>> Begin Page excerpt

17 Therefore if anyone is in Christ, this person is a new creation; the old things passed away; behold, new things have come.18 Now all these things are from God, who reconciled us to Himself through Christ and gave us the ministry of reconciliation, 19 namely, that God was in Christ reconciling the world to Himself, not counting their wrongdoings against them, and He has committed to us the word of reconciliation.20 Therefore, we are ambassadors for Christ, as though God were making an appeal through us; we beg you on behalf of Christ, be reconciled to God. 21He made Him who knew no sin to be sin in our behalf, so that we might BECOME the righteousness of God in Him (2Cor5:17-21)
A key observation from my last post was that whenever Paul refers to Christ’s death on the cross, he speaks of Christ dying for sin, in fact that He became sin. Clearly it is for the benefit of sinners, but Christ is not presented as a representative sinner (which might more lend itself to the idea of substitutionary or limited atonement), rather He represented sin itself: He “became sin” (2Cor5:21) and “gave Himself for our sin” (Gal1:4).
Likewise, Peter: “He suffered once for sins (1Pet3:18)” or as foretold in Isaiah: the iniquity of us all was laid upon Him (Is53:6). “God was in Christ reconciling the world to Himself (v19), not just the people whom God had chosen for Christ (“those whom You gave Me out of the world; they were Yours and You gave them to Me – Jn17:6). The atonement was for the sin of the world, not a particular party of sinners, albeit a particular party of sinners benefit from it in ways that others do not – by participating in Christ’s resurrected Life by which they can “be saved” (Rom5:10).

>> End Page excerpt
>> Begin Material supplied

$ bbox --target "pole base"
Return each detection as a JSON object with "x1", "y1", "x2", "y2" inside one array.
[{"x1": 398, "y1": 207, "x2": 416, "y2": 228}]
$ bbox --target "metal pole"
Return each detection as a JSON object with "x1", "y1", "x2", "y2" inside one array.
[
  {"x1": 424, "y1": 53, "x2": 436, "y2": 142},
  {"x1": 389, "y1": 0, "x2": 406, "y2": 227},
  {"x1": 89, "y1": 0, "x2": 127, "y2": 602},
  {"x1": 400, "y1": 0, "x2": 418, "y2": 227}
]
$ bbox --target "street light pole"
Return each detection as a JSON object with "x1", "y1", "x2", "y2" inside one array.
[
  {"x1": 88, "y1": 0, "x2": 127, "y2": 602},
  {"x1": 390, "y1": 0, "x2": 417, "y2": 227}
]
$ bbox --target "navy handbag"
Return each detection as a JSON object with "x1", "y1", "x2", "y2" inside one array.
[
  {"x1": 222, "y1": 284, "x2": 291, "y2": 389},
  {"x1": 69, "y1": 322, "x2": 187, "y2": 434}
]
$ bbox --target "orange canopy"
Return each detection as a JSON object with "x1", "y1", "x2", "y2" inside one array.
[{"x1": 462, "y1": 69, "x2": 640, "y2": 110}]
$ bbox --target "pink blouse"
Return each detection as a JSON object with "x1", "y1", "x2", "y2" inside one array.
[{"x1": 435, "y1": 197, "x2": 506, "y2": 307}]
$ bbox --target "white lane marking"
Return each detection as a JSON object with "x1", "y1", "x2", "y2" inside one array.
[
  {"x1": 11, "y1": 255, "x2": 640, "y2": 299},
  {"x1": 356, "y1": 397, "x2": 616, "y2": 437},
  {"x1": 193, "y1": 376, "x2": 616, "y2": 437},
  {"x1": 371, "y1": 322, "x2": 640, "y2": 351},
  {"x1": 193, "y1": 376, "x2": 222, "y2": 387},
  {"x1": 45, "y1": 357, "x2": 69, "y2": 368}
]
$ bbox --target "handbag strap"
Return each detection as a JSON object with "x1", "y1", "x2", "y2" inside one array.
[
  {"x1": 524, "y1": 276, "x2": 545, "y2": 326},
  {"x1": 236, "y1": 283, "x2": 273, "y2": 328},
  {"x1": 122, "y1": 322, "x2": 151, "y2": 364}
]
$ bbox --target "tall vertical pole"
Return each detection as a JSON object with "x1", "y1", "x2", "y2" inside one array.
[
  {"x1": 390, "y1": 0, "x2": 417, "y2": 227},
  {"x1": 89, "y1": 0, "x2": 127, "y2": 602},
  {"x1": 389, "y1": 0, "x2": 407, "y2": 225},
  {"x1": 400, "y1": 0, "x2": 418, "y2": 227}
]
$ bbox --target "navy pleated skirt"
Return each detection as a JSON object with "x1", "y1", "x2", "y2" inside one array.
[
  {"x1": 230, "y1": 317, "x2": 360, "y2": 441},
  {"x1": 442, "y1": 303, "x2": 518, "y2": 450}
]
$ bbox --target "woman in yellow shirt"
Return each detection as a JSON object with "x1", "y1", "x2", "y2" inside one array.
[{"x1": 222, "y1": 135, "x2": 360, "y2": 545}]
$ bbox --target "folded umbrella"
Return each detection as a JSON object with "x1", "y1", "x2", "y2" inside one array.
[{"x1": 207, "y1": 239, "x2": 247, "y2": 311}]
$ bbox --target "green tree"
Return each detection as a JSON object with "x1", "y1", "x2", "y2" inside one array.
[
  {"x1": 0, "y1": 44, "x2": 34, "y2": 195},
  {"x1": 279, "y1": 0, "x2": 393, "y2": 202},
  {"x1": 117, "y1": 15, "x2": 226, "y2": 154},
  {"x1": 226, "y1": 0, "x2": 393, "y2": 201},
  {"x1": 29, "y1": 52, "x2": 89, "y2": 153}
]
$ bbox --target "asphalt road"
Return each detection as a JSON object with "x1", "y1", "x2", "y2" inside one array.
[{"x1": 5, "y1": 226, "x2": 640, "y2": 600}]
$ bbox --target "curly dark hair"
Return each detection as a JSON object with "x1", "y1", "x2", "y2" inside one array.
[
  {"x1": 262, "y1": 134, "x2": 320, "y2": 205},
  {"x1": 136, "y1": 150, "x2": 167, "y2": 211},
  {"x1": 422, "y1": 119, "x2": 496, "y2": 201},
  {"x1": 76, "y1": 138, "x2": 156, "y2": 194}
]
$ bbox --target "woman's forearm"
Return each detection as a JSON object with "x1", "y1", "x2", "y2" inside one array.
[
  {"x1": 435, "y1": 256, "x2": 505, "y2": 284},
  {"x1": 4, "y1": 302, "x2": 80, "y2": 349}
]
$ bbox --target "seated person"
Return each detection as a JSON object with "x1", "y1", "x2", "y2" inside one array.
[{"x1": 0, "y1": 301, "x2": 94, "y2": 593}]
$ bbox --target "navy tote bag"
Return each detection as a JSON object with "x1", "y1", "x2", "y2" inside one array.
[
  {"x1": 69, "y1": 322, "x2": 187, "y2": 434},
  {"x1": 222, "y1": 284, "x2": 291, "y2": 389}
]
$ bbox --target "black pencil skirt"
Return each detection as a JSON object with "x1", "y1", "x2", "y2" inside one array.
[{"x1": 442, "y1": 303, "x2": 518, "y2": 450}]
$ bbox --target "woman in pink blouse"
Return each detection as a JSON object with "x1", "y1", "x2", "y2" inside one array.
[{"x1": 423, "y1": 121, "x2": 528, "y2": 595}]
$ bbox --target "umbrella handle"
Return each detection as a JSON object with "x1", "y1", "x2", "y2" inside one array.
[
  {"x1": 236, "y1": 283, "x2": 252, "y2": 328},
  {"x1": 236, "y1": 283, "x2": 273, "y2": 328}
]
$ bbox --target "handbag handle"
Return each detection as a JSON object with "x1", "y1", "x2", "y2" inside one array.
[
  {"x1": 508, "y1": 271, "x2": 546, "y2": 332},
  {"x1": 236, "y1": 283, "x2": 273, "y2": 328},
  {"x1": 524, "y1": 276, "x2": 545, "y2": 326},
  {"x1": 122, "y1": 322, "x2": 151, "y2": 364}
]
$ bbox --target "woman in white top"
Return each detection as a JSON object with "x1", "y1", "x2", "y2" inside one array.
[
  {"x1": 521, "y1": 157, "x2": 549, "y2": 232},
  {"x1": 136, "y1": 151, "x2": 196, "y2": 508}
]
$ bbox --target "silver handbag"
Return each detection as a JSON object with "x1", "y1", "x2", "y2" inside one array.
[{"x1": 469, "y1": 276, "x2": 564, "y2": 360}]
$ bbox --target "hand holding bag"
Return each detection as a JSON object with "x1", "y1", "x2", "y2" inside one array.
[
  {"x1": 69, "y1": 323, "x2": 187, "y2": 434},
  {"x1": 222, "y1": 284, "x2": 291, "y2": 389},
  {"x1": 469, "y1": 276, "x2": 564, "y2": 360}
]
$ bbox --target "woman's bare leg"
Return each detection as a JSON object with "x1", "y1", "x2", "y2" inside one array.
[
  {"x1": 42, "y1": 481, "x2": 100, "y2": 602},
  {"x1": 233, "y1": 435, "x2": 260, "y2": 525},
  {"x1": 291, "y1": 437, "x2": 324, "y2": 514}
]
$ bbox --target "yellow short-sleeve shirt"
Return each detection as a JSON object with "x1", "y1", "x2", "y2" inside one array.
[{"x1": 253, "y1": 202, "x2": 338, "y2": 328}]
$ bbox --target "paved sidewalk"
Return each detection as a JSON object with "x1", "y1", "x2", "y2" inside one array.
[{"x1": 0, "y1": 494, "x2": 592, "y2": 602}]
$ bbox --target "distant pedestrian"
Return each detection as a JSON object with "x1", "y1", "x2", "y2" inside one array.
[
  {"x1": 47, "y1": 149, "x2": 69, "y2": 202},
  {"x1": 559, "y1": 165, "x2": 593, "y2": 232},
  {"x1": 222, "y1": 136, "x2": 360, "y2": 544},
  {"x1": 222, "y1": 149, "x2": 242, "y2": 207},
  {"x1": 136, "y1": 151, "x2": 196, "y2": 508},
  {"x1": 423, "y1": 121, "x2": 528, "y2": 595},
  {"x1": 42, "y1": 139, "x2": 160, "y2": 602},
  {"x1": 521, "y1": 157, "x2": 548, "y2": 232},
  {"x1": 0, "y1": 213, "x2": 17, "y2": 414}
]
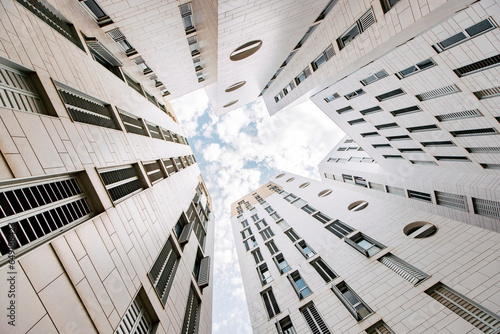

>> End Material supplied

> Instruction
List every scripture reference in the reconciliation excerpt above that cites a book other than 2 Corinthians, written in the form the excerpt uses.

> Correct result
Gal1:4, 1Pet3:18, Is53:6, Jn17:6, Rom5:10